EXERCISE GOAL - Copy the lines below verbatim, beginning with the line that includes "Target: window of house" and continuing to the end; leave out everything before it.

AVAILABLE DATA -

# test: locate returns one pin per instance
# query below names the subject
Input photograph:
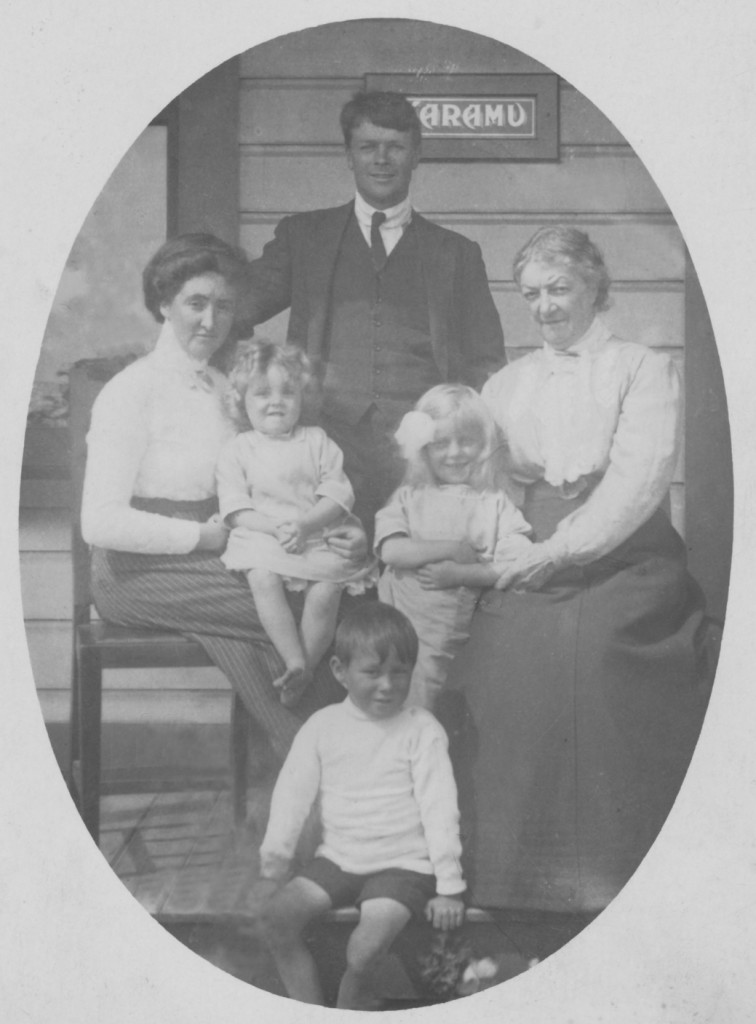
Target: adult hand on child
(213, 535)
(290, 536)
(464, 553)
(348, 541)
(446, 912)
(529, 570)
(438, 576)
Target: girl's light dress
(283, 478)
(490, 522)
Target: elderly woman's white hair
(562, 244)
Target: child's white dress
(490, 522)
(283, 478)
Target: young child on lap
(388, 809)
(281, 486)
(447, 532)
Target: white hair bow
(415, 431)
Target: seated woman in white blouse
(149, 505)
(580, 677)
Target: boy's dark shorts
(412, 889)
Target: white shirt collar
(591, 341)
(396, 216)
(170, 352)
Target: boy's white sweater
(387, 796)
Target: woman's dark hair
(387, 110)
(190, 256)
(381, 628)
(563, 244)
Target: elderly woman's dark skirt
(574, 714)
(196, 595)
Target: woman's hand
(348, 541)
(213, 535)
(528, 570)
(464, 554)
(438, 576)
(291, 536)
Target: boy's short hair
(386, 110)
(378, 626)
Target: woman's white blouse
(156, 431)
(603, 408)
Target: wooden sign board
(481, 117)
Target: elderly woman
(583, 700)
(149, 504)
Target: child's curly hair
(254, 357)
(464, 407)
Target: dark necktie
(377, 249)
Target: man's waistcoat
(378, 347)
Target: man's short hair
(386, 110)
(378, 627)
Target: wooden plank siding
(291, 159)
(288, 156)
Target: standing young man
(385, 302)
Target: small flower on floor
(452, 970)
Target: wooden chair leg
(90, 728)
(74, 783)
(240, 759)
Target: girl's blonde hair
(254, 358)
(466, 409)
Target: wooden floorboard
(179, 853)
(182, 858)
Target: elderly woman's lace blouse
(603, 414)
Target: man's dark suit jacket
(296, 269)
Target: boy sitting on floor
(388, 810)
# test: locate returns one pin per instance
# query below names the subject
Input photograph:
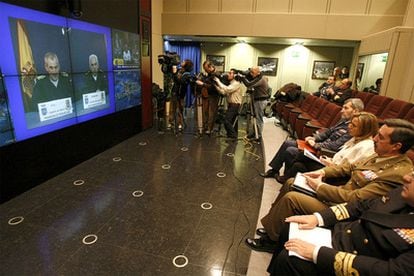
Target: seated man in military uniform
(371, 237)
(369, 178)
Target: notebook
(300, 185)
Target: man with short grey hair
(331, 139)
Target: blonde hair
(368, 125)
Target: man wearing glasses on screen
(52, 93)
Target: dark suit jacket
(378, 240)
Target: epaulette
(340, 211)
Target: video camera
(223, 77)
(168, 60)
(240, 74)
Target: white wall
(295, 63)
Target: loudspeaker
(75, 8)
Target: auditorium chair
(286, 109)
(306, 106)
(410, 115)
(395, 109)
(316, 112)
(364, 96)
(330, 116)
(377, 104)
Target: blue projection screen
(58, 72)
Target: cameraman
(210, 96)
(258, 87)
(234, 98)
(181, 79)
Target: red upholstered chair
(288, 107)
(329, 117)
(377, 104)
(315, 113)
(364, 96)
(410, 115)
(395, 109)
(306, 106)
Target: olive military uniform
(369, 178)
(379, 240)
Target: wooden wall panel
(271, 6)
(174, 6)
(305, 6)
(203, 6)
(229, 6)
(348, 6)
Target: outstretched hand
(304, 222)
(302, 248)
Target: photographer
(210, 96)
(233, 95)
(258, 87)
(181, 79)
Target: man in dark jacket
(369, 178)
(331, 139)
(371, 237)
(258, 88)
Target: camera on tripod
(241, 74)
(223, 77)
(168, 60)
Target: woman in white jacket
(363, 127)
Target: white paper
(312, 156)
(54, 109)
(300, 184)
(94, 99)
(317, 236)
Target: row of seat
(312, 113)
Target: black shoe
(269, 173)
(261, 244)
(261, 232)
(281, 179)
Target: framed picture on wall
(218, 62)
(322, 69)
(360, 70)
(268, 66)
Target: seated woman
(363, 127)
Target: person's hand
(311, 143)
(174, 69)
(326, 160)
(315, 174)
(305, 249)
(307, 138)
(304, 222)
(314, 183)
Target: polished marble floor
(155, 204)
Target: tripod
(251, 115)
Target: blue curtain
(191, 51)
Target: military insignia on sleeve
(369, 175)
(340, 211)
(406, 234)
(343, 264)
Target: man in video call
(95, 79)
(54, 85)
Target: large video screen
(6, 130)
(126, 64)
(59, 71)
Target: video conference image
(59, 72)
(6, 131)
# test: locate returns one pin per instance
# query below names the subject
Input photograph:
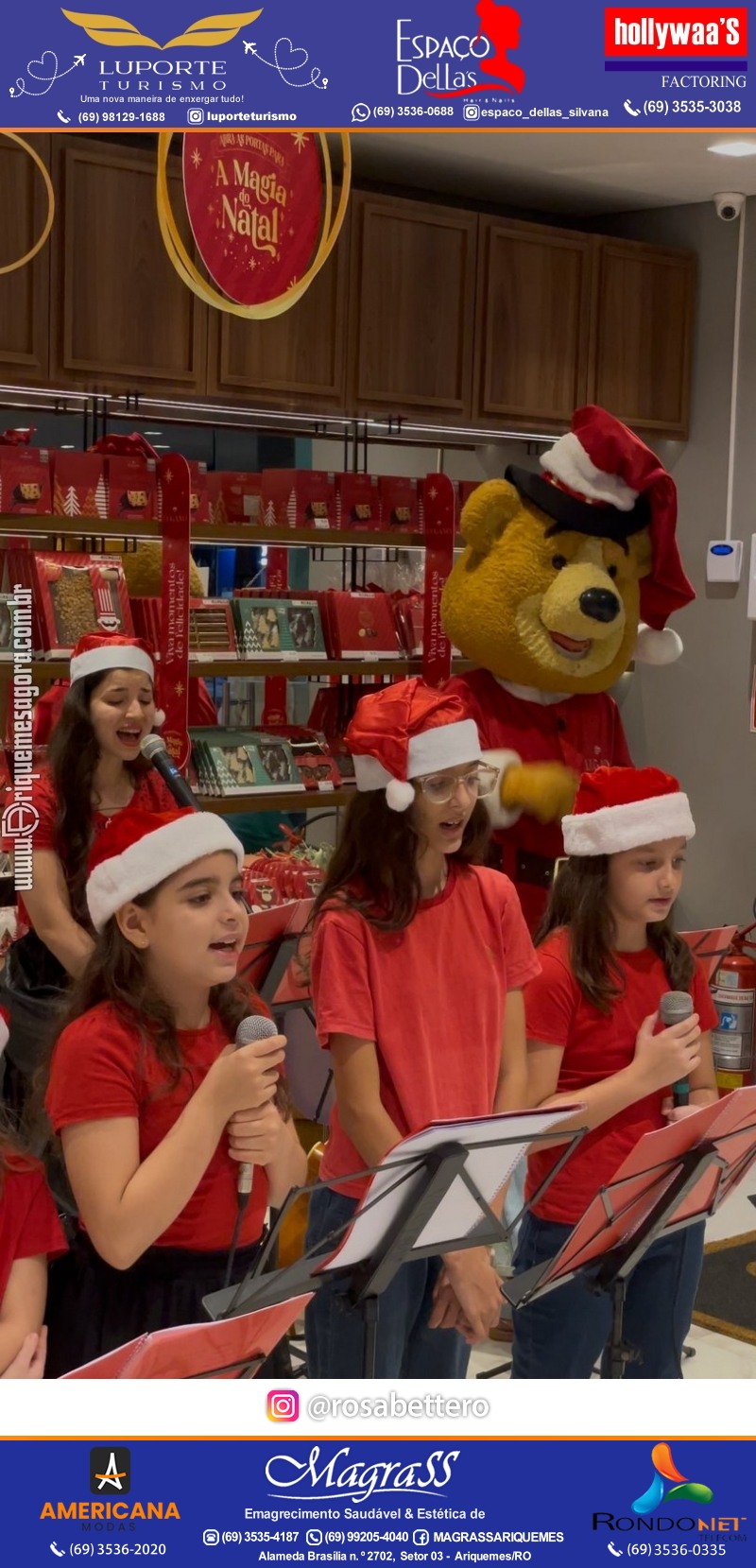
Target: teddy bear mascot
(565, 577)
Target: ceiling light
(734, 149)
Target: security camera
(728, 204)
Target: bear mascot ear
(487, 513)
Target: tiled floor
(715, 1355)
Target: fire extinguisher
(734, 997)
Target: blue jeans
(405, 1344)
(562, 1335)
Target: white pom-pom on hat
(658, 647)
(399, 794)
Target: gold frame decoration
(13, 267)
(204, 290)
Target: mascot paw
(543, 789)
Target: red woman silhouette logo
(501, 26)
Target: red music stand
(675, 1177)
(231, 1349)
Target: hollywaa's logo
(209, 32)
(432, 63)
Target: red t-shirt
(28, 1220)
(432, 997)
(149, 794)
(101, 1070)
(594, 1046)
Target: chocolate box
(77, 594)
(132, 487)
(358, 502)
(26, 482)
(299, 499)
(78, 487)
(401, 504)
(363, 626)
(232, 496)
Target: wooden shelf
(292, 800)
(204, 533)
(258, 668)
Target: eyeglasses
(439, 787)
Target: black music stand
(673, 1178)
(430, 1195)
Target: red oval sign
(254, 209)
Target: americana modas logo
(111, 1471)
(209, 32)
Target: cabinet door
(413, 307)
(24, 294)
(532, 323)
(121, 314)
(297, 358)
(644, 335)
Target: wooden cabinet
(121, 314)
(644, 328)
(24, 294)
(297, 359)
(413, 309)
(534, 302)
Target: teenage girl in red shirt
(30, 1232)
(151, 1101)
(608, 956)
(418, 961)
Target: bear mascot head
(567, 576)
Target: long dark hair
(73, 756)
(116, 973)
(373, 864)
(579, 901)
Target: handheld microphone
(251, 1029)
(156, 751)
(673, 1008)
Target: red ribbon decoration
(439, 552)
(176, 487)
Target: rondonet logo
(675, 32)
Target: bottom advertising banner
(554, 1503)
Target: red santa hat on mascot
(603, 480)
(405, 731)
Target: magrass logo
(111, 1471)
(667, 1471)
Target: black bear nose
(599, 604)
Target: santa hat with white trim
(622, 808)
(404, 731)
(96, 652)
(138, 849)
(603, 480)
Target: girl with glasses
(418, 961)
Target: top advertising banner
(408, 66)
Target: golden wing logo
(207, 32)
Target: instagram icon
(283, 1404)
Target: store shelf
(292, 800)
(259, 668)
(204, 533)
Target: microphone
(673, 1008)
(251, 1029)
(156, 751)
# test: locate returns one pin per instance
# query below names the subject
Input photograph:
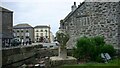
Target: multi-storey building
(93, 19)
(42, 33)
(6, 25)
(24, 32)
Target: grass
(111, 64)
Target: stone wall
(94, 19)
(20, 55)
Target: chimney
(73, 7)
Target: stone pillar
(62, 52)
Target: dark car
(15, 42)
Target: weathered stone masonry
(93, 19)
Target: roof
(2, 9)
(22, 26)
(42, 26)
(5, 35)
(71, 13)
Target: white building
(42, 33)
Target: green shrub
(91, 48)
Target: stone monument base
(58, 61)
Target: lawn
(111, 64)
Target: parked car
(15, 42)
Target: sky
(39, 12)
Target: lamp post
(62, 38)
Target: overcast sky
(40, 12)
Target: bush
(91, 48)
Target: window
(22, 34)
(21, 30)
(37, 31)
(41, 34)
(41, 30)
(17, 34)
(17, 30)
(26, 30)
(14, 34)
(45, 30)
(27, 34)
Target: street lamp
(62, 38)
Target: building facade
(42, 33)
(93, 19)
(24, 32)
(6, 26)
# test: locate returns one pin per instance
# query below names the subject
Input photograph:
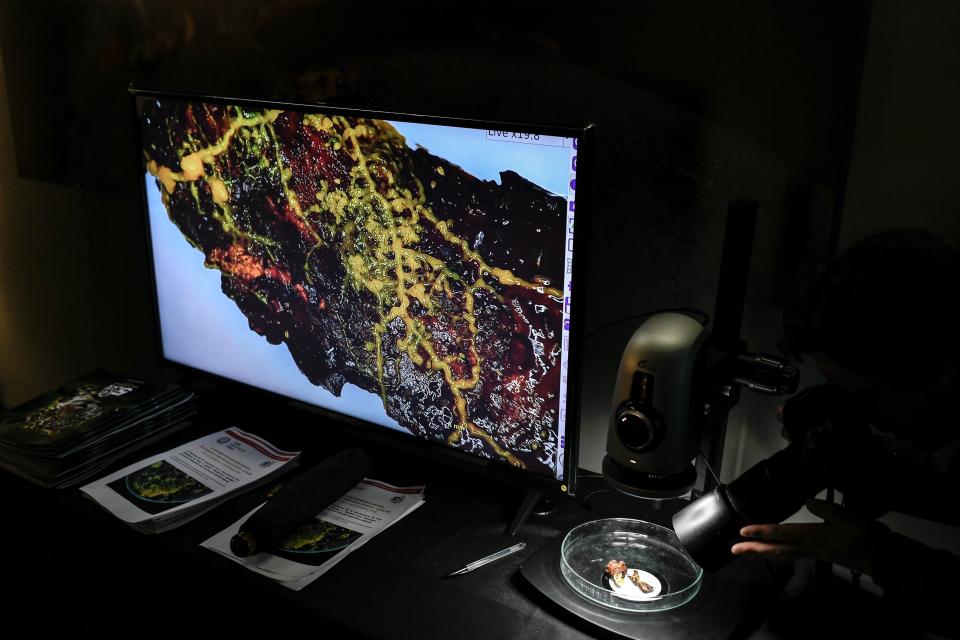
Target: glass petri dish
(669, 576)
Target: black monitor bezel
(349, 424)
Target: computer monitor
(410, 272)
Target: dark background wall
(799, 105)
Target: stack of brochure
(317, 545)
(172, 488)
(68, 435)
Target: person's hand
(843, 538)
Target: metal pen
(476, 564)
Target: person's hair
(885, 307)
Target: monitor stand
(536, 501)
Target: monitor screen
(405, 271)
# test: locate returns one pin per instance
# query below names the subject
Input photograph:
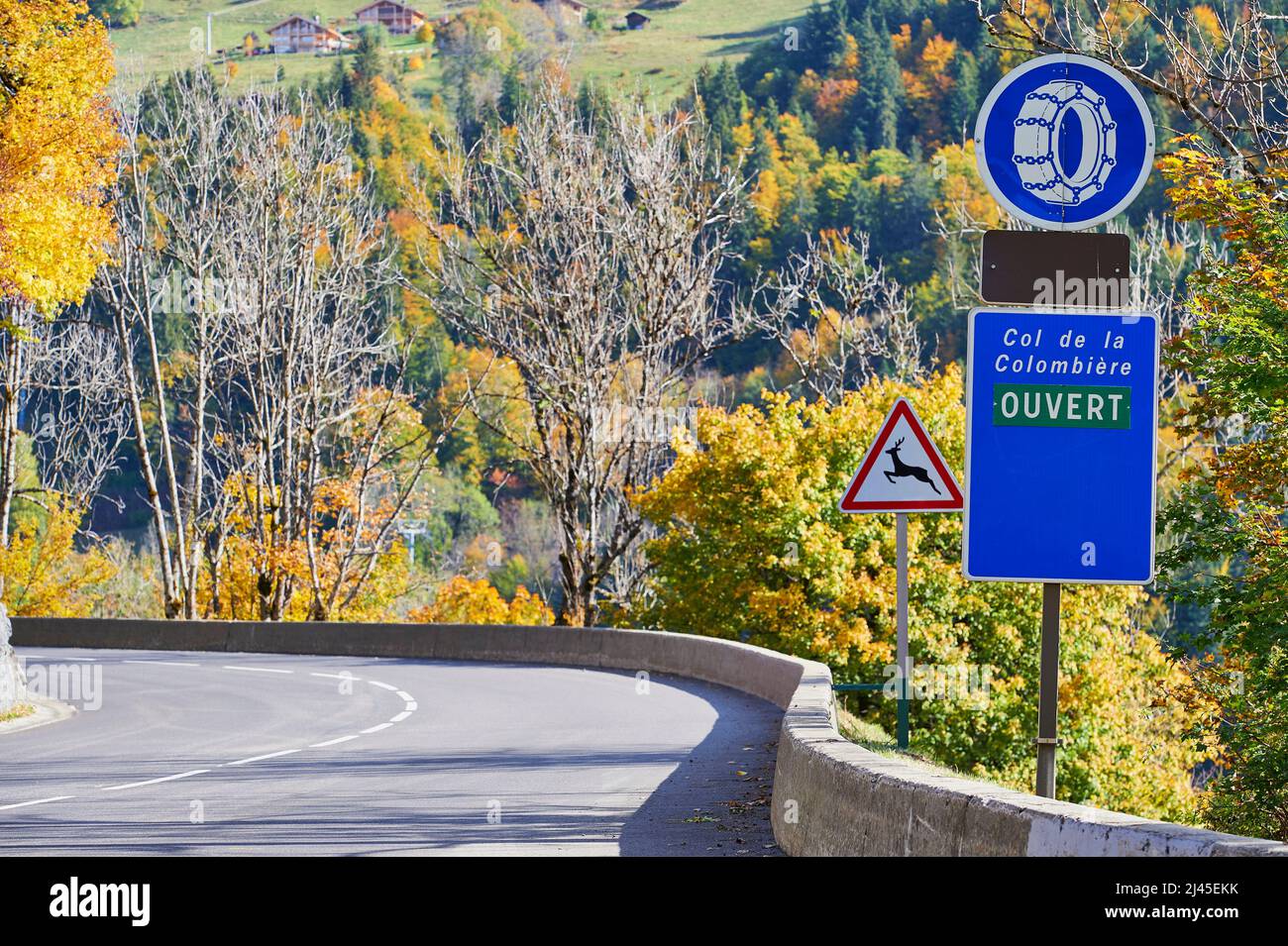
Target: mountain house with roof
(303, 35)
(395, 17)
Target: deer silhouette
(901, 469)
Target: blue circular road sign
(1064, 142)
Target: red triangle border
(954, 503)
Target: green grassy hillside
(662, 56)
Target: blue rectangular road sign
(1061, 418)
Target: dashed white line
(333, 742)
(39, 800)
(256, 670)
(266, 756)
(155, 782)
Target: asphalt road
(235, 753)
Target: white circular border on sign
(1005, 82)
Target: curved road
(237, 753)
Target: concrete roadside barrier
(831, 796)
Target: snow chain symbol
(1035, 138)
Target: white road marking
(155, 782)
(256, 670)
(266, 756)
(331, 742)
(39, 800)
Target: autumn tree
(1227, 525)
(273, 430)
(56, 142)
(804, 578)
(589, 255)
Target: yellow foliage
(464, 600)
(56, 142)
(43, 575)
(754, 549)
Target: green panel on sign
(1061, 405)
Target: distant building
(395, 17)
(303, 35)
(561, 9)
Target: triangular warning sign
(903, 472)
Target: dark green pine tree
(964, 99)
(369, 62)
(875, 111)
(514, 94)
(824, 37)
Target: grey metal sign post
(1048, 690)
(913, 478)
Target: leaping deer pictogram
(901, 469)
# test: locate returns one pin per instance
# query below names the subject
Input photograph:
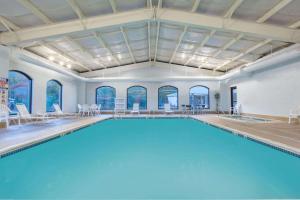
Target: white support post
(127, 44)
(178, 43)
(156, 41)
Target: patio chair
(84, 110)
(236, 110)
(59, 113)
(167, 109)
(5, 115)
(26, 116)
(135, 108)
(95, 109)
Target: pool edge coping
(39, 140)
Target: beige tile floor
(18, 136)
(277, 133)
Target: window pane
(234, 96)
(199, 96)
(168, 94)
(54, 92)
(137, 94)
(106, 97)
(19, 90)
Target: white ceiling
(152, 40)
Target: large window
(105, 96)
(137, 94)
(19, 90)
(233, 92)
(54, 95)
(199, 97)
(168, 94)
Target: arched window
(199, 96)
(168, 94)
(137, 94)
(19, 89)
(54, 95)
(105, 96)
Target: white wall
(152, 90)
(40, 77)
(271, 92)
(4, 61)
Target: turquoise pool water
(150, 158)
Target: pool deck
(277, 133)
(18, 137)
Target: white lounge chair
(5, 115)
(95, 109)
(236, 110)
(167, 109)
(84, 110)
(135, 108)
(294, 114)
(26, 116)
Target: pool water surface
(150, 158)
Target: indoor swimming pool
(150, 158)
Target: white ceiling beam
(195, 5)
(156, 40)
(295, 25)
(62, 28)
(149, 41)
(165, 15)
(127, 44)
(233, 8)
(203, 42)
(178, 43)
(228, 24)
(244, 53)
(82, 49)
(8, 23)
(228, 44)
(273, 11)
(113, 5)
(63, 54)
(43, 44)
(76, 9)
(35, 10)
(102, 43)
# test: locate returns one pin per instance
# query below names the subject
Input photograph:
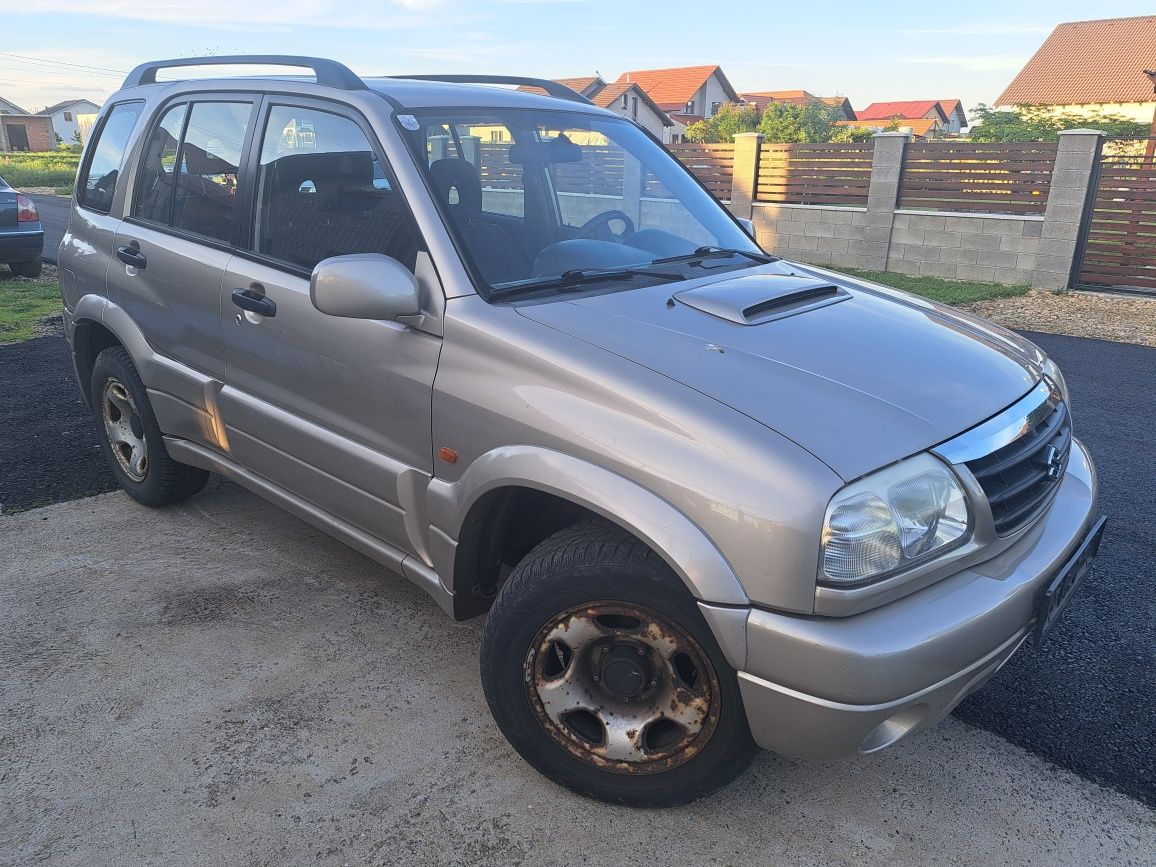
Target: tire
(27, 269)
(131, 438)
(608, 597)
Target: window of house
(98, 178)
(326, 193)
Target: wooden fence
(977, 177)
(1120, 236)
(712, 164)
(814, 173)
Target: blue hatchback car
(21, 234)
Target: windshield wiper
(577, 278)
(710, 252)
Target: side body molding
(674, 536)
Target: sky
(59, 50)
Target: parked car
(502, 342)
(21, 234)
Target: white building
(64, 117)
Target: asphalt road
(53, 210)
(1084, 701)
(219, 683)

ANSWER SPACE -
Target: window of house
(98, 178)
(326, 193)
Target: wooden fence
(977, 177)
(1120, 236)
(712, 164)
(814, 173)
Target: blue hatchback car
(21, 234)
Target: windshield wiper
(577, 278)
(710, 252)
Target: side body molding
(674, 536)
Target: sky
(59, 50)
Target: parked car
(502, 342)
(21, 234)
Target: white building
(64, 117)
Target: asphalt road
(53, 210)
(1084, 701)
(219, 683)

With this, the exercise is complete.